/ 29 July 2008

Iraq launches new offensive against al-Qaeda

Iraqi forces, backed by United States troops, launched a major assault on Tuesday against insurgents in the north-eastern province of Diyala, one of the last bastions of al-Qaeda and one of the most dangerous places in the country.

“The operation began in Diyala early this morning [Tuesday] and we have begun raids in some neighbourhoods of the city of Baquba,” said Ragib al-Omeiri, chief of the operations bureau in Baquba.

“Iraqi police and Iraqi army are working together with the US army,” he said.

The operations were planned and executed by Iraqi forces, with US troops taking on a secondary role, US army spokesperson Major John Hall said in an email.

“The goal of the operation is to seek out and destroy criminal elements and terrorist threats in Diyala and eliminate smuggling corridors in the surrounding area.”

Interior Ministry spokesperson Major General Abdul Karim Khalaf had announced on July 13 that the Iraqi military would launch an assault on Diyala.

Earlier this month, the US military said a force of 30 000 Iraqi soldiers and police were amassing in Diyala and its capital, Baquba, an area where insurgents regularly carry out attacks.

Aided by the US military and Iraqi forces, local anti-al-Qaeda groups known as “Sahwa”, or Awakening councils, have inflicted severe blows on the militants but they continue to wage attacks in the region.

Bounding box annotation entries -
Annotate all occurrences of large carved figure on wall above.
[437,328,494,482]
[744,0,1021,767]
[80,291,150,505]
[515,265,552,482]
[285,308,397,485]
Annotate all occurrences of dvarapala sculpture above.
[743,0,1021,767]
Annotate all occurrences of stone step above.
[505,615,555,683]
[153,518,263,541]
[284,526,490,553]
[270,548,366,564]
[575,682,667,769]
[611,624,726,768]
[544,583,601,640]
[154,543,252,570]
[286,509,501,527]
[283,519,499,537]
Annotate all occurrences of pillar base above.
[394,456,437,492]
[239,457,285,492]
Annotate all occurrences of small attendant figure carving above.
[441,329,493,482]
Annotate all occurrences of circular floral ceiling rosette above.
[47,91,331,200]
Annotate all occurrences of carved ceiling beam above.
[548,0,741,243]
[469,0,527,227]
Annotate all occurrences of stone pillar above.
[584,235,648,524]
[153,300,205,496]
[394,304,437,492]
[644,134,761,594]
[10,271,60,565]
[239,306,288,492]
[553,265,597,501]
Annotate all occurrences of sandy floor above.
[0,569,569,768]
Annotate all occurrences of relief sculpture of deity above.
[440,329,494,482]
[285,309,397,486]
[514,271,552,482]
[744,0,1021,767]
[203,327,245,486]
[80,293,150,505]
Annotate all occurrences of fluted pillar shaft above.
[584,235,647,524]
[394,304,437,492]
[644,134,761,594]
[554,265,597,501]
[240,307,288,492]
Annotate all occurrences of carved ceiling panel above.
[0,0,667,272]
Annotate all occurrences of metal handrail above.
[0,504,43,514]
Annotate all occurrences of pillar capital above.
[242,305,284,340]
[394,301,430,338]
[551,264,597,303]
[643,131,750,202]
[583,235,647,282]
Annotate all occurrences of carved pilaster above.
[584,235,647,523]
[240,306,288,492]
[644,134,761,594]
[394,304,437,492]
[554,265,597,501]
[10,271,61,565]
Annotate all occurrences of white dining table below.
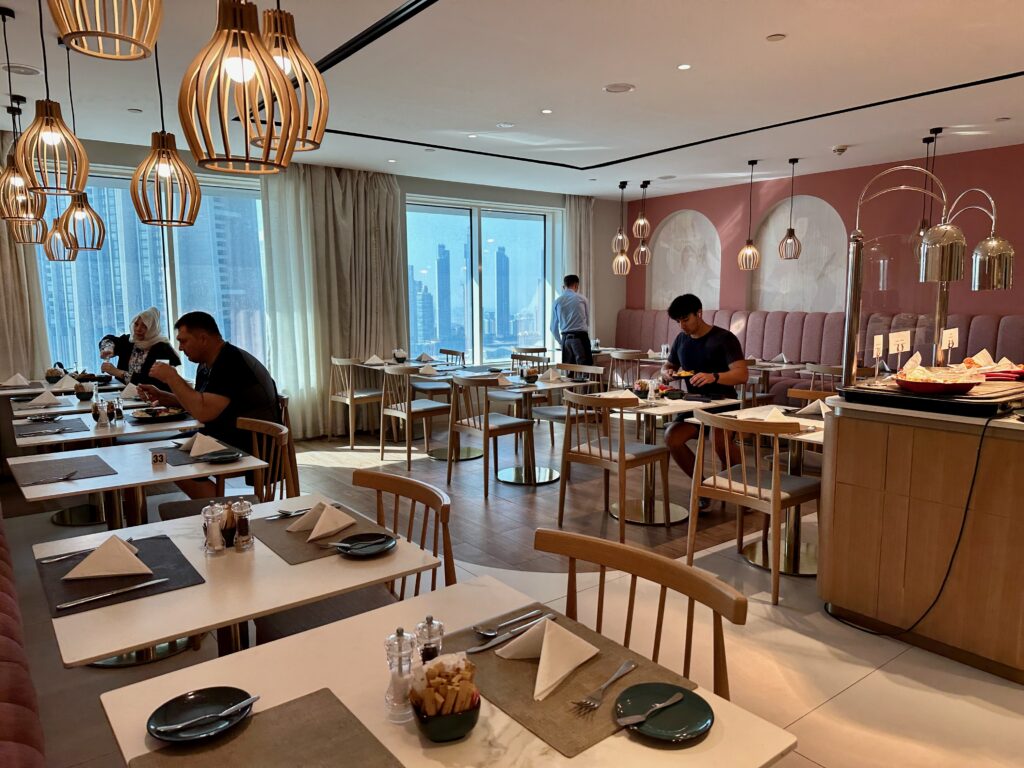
[32,495,440,667]
[99,577,797,768]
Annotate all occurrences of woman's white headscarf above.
[128,306,171,349]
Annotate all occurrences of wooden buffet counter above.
[818,397,1024,683]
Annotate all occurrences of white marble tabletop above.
[14,415,203,447]
[7,440,267,502]
[100,577,797,768]
[32,495,440,667]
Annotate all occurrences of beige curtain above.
[263,165,409,438]
[565,195,594,335]
[0,136,50,381]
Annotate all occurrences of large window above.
[406,200,561,362]
[37,175,265,375]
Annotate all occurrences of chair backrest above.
[352,469,456,599]
[236,418,299,503]
[534,528,746,698]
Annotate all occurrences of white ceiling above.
[0,0,1024,198]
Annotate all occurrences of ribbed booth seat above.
[0,516,46,768]
[615,309,1024,402]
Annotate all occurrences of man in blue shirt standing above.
[551,274,594,366]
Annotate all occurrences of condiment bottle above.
[384,627,416,723]
[416,615,444,664]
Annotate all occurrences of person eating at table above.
[139,312,281,499]
[662,293,748,487]
[99,306,181,389]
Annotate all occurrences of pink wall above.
[626,144,1024,314]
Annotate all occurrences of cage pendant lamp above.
[250,3,330,152]
[14,0,89,195]
[178,0,299,174]
[778,158,803,261]
[736,160,761,271]
[47,0,164,61]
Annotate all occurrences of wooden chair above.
[381,366,451,470]
[558,392,671,542]
[686,411,821,605]
[534,528,746,698]
[447,376,535,499]
[534,362,604,447]
[327,357,383,450]
[254,469,456,644]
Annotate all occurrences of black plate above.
[615,683,715,743]
[145,685,253,743]
[336,534,398,557]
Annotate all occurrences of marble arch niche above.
[647,209,722,309]
[750,195,847,312]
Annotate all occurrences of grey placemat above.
[444,603,696,758]
[128,688,401,768]
[10,456,117,485]
[14,419,89,437]
[36,535,206,618]
[252,504,394,565]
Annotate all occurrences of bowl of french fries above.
[409,653,480,741]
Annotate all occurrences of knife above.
[57,579,169,610]
[466,613,557,653]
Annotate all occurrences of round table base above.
[427,446,483,464]
[610,499,690,525]
[743,538,818,577]
[498,467,561,485]
[50,504,106,526]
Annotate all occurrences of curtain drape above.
[263,164,409,438]
[565,195,594,334]
[0,131,50,381]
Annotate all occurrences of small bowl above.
[413,697,480,742]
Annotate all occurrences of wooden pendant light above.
[47,0,164,61]
[178,0,299,174]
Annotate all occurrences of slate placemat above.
[252,512,394,565]
[443,603,696,758]
[36,536,206,618]
[14,419,89,437]
[128,688,401,768]
[10,454,117,486]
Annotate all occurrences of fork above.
[569,659,637,716]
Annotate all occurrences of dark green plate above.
[615,683,715,743]
[145,685,253,742]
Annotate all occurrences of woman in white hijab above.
[99,306,181,389]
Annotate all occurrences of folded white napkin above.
[495,620,597,701]
[797,400,831,416]
[29,392,60,406]
[285,502,355,542]
[63,536,153,581]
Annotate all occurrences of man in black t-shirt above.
[139,312,281,499]
[662,293,748,477]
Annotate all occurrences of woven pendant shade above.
[131,131,203,226]
[7,218,46,245]
[47,0,164,61]
[14,99,89,195]
[178,0,299,174]
[55,193,106,251]
[252,10,330,152]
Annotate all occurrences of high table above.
[7,440,267,528]
[100,577,797,768]
[32,495,440,671]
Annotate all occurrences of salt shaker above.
[384,627,416,723]
[416,615,444,664]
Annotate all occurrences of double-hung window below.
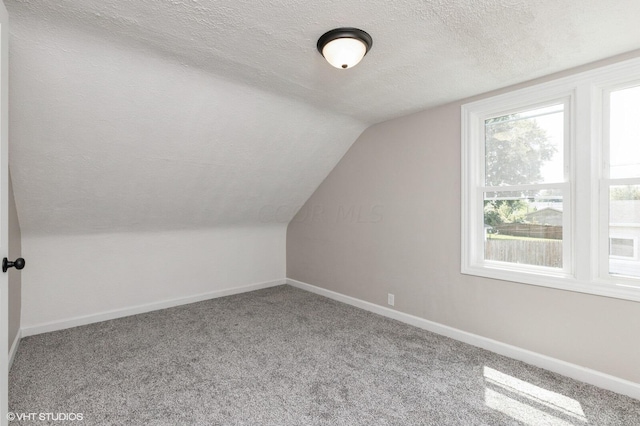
[461,59,640,300]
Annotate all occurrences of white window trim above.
[461,58,640,301]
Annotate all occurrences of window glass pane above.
[485,104,564,186]
[484,190,563,268]
[609,86,640,179]
[609,238,633,257]
[609,185,640,278]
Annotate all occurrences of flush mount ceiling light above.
[318,28,373,69]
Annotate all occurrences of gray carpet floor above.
[9,286,640,426]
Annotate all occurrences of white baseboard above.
[9,330,22,371]
[21,279,286,337]
[287,278,640,399]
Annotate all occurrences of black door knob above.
[2,257,25,272]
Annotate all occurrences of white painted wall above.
[22,225,286,335]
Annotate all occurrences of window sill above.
[461,265,640,302]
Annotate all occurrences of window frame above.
[461,58,640,301]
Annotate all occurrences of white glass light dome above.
[317,28,373,69]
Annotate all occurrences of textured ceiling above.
[4,0,640,233]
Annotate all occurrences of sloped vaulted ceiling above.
[5,0,640,234]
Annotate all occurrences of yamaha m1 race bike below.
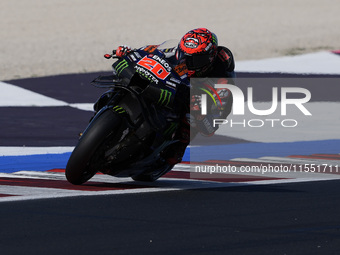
[65,44,190,185]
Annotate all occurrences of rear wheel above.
[65,109,122,185]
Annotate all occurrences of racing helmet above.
[176,28,218,77]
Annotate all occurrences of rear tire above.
[65,109,122,185]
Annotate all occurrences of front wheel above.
[65,109,122,185]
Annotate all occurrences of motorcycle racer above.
[116,28,235,165]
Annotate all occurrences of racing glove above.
[116,45,132,58]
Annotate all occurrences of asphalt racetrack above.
[0,68,340,255]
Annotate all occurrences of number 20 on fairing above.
[137,56,170,80]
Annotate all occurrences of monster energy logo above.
[112,105,125,113]
[157,89,172,106]
[115,59,129,75]
[212,34,217,44]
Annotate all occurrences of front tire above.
[65,109,122,185]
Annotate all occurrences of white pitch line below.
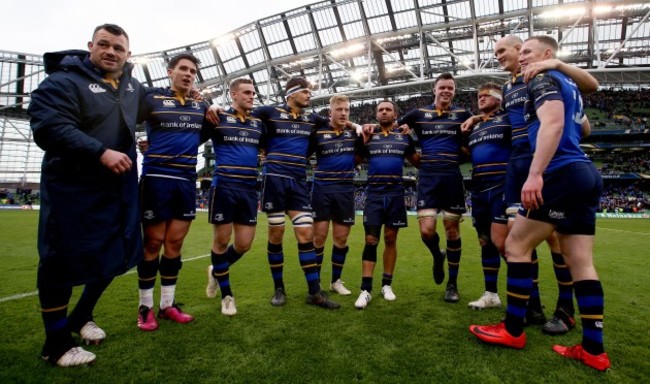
[0,253,210,303]
[596,227,650,235]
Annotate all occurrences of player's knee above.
[291,212,314,228]
[418,209,438,221]
[361,244,377,263]
[442,211,463,223]
[506,203,521,221]
[267,212,285,227]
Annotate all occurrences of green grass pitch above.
[0,211,650,383]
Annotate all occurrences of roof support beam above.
[598,11,650,68]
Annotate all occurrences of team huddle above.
[29,24,610,370]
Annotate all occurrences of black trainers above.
[271,288,287,307]
[307,291,341,309]
[433,249,447,285]
[445,284,460,303]
[524,304,546,326]
[542,308,576,336]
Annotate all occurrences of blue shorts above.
[208,186,257,226]
[417,171,466,214]
[519,162,603,235]
[140,176,196,225]
[363,194,408,228]
[472,185,508,235]
[311,191,355,225]
[262,175,312,213]
[505,156,533,207]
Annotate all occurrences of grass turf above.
[0,211,650,383]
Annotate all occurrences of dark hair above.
[375,99,399,114]
[284,77,311,90]
[228,77,253,92]
[167,53,201,69]
[431,72,456,90]
[93,24,129,41]
[478,83,502,93]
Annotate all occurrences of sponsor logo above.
[88,83,106,93]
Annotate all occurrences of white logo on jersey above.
[88,83,106,93]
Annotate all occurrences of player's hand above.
[521,175,544,210]
[521,59,561,83]
[189,86,203,101]
[460,115,482,134]
[137,136,149,154]
[361,124,377,143]
[99,149,133,175]
[395,123,411,135]
[205,105,225,125]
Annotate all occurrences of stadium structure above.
[0,0,650,210]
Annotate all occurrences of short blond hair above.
[330,95,350,105]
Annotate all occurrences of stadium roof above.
[0,0,650,182]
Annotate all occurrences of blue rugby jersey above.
[142,88,207,180]
[503,72,533,159]
[397,105,472,172]
[364,128,415,195]
[252,104,329,180]
[312,126,363,192]
[524,70,591,172]
[469,112,512,191]
[210,108,264,189]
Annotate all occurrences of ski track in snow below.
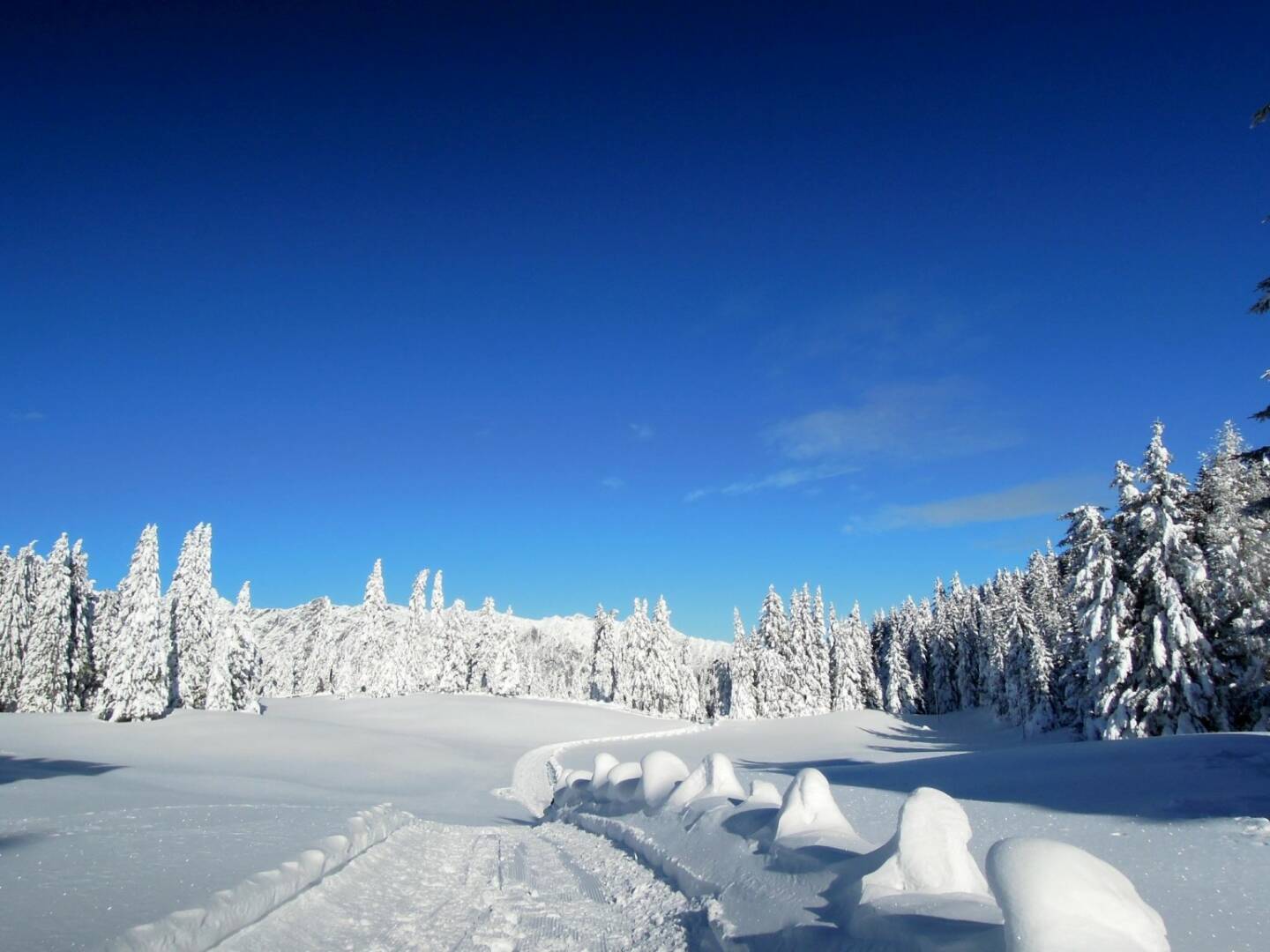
[216,820,695,952]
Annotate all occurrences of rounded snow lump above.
[988,837,1169,952]
[639,750,688,810]
[666,754,745,810]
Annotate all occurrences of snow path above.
[217,820,696,952]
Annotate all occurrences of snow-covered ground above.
[0,695,682,949]
[559,710,1270,952]
[0,695,1270,952]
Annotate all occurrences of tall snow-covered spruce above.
[207,582,260,713]
[96,525,171,721]
[168,523,216,707]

Set task -
Rewrite the stretch of the Diyala offensive report from "Aided by the" through "in the region.", changing "severe blows" to "heavy losses".

Expected output -
Aided by the US military and Iraqi forces, local anti-al-Qaeda groups known as “Sahwa”, or Awakening councils, have inflicted heavy losses on the militants but they continue to wage attacks in the region.